-- Start of Document text --

The first assurance that application will be sound is to build application on a solid foundation of cross-eyed (Christ-centered) interpretation. We believe that in order to discover what God is saying to us from a particular preaching portion of the Bible (Old or New Testament) we need to ultimately identify how that preaching portion connects to and is interpreted by the grace of God in Christ. McCartney and Clayton write, "Individual verses must be understood in their immediate historical and literary context, and may as individual verses have little to do with the messianic expectation. But as part of the whole, they do relate in some way to the Christological goal of this redemptive history" (2002, p. 48).
Let's go back to Ephesians 5 for a moment and ask how that preaching portion (vv. 25-33) connects to and is interpreted by the grace of God in Christ. A Christ-centered interpretation does not simply point out the fact that Christ and His sacrifice for the Church is contained in the paragraph. A Christ-centered interpretation does not simply utilize Christ as our example (which is the way in which He is portrayed in the preaching portion: "just as Christ also loved the church…").
Because our preaching portion is itself an application of Paul's theological statements contained in chapters 1—3, we will interpret 5:25-33 in a way that reflects a life transformed "according to the power that works within us" (cf. Eph. 3:20b; cf. also Eph. 3:7, 16). This means that husbands who have been transformed through faith by the grace of God in Christ have the supernatural desire and ability to obey or apply that text: "Husbands, love your wives…" (Eph. 5:25a).

-- End of Document text --

◆ Stated goal A
Reproduce the passage on Christ-centered interpretation, starting at "The first assurance" and ending at "(2002, p. 48).".

-- Start of Supplied data --

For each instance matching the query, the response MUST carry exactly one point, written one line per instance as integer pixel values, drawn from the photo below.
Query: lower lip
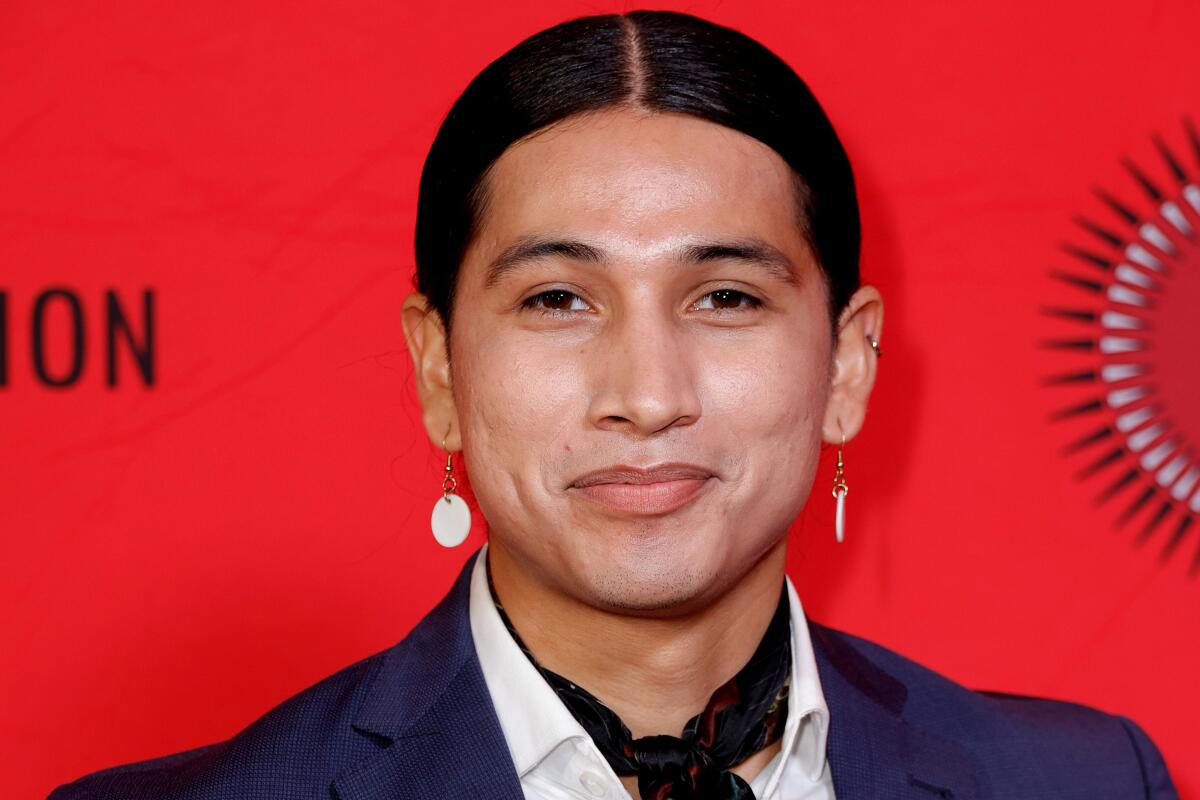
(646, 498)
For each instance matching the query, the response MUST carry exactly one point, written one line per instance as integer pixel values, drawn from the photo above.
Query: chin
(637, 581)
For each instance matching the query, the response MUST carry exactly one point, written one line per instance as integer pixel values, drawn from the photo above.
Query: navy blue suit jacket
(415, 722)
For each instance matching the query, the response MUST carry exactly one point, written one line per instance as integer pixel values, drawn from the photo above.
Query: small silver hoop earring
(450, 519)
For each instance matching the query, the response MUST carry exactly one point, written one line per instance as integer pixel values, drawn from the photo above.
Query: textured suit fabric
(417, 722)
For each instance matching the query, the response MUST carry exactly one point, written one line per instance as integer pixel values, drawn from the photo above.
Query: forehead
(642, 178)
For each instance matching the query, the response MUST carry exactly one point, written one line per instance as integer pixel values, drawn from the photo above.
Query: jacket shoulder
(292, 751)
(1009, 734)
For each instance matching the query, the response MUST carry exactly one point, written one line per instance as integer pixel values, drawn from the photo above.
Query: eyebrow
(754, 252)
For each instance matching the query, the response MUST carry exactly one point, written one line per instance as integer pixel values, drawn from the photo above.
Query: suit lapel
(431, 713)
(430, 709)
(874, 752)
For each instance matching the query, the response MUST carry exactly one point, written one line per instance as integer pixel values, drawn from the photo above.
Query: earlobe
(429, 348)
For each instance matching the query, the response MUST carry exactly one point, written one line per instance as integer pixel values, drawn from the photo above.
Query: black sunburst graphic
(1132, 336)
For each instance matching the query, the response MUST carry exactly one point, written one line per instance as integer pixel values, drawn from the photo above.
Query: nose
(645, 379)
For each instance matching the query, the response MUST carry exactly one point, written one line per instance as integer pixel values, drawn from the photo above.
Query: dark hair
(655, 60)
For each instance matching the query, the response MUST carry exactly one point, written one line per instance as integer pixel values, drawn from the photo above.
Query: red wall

-- End of Supplied data --

◆ Stated goal B
Write out the rows again, every line included, starting at the beginning of the rows and ending at the line containing "(1132, 336)". Shift each point coordinate in the answers by adding 37 to both of its numbers, and leave the pictures out.

◆ Task output A
The first assurance that application will be sound is to build application on a solid foundation of cross-eyed (Christ-centered) interpretation. We believe that in order to discover what God is saying to us from a particular preaching portion of the Bible (Old or New Testament) we need to ultimately identify how that preaching portion connects to and is interpreted by the grace of God in Christ. McCartney and Clayton write, "Individual verses must be understood in their immediate historical and literary context, and may as individual verses have little to do with the messianic expectation. But as part of the whole, they do relate in some way to the Christological goal of this redemptive history" (2002, p. 48).

◆ Task output B
For each instance matching the query, the response MUST carry exactly one point, written one line per instance as integer pixel values, drawn from the photo below.
Query: lower lip
(683, 535)
For each instance matching the query, the response MUST carry exactly one point, written one line per instance as integer pixel values, drawn from the photo above.
Query: chin
(674, 618)
For each instance matching the query, the response MUST carry exactly one point, written one line per instance as integer pixel values, drawn from the photo above.
Query: navy blue suit jacket
(452, 759)
For each instance matching the query, the response MUST carry exactly one point, written one line per instance as integer pixel values, drawn from the photo above.
Query: small silver hoop earring
(487, 556)
For each instance matching the query, the response MUST carry exactly one point, written one line per instance as integer pixel values, drawn from the photo above.
Query: textured suit fabric
(454, 759)
For each instance matching the query, the response MUST carry exactly one point, written one line per instance as integer pixel values, drawn from the photo above.
Query: forehead
(679, 215)
For each instance matching the query, the response MUST carry exactly one point, written one line per instance as integer pixel values, drawn from the photo above.
Query: jacket shoulder
(329, 788)
(1046, 771)
For each instance matching the query, the response MUST carry exactly one point, written one line per instance as integer pixel values, drawn from the photo above.
Query: eyebrow
(791, 289)
For each instance matching the query, the response MUST carry exactly one point, written one line per instance as integer pixel values, drawn from the photo above.
Query: suit lapel
(468, 750)
(467, 746)
(911, 789)
For each instance matching the query, the response MUST carry exactly one point, written one line per instance as integer pixel values, drawn from the photo above.
Query: earlobe
(466, 385)
For each instance matching the query, the response MUST carry exactly one point, written one line per instance as integer pixel values, drawn from the photo above.
Query: black sunburst graphic
(1169, 373)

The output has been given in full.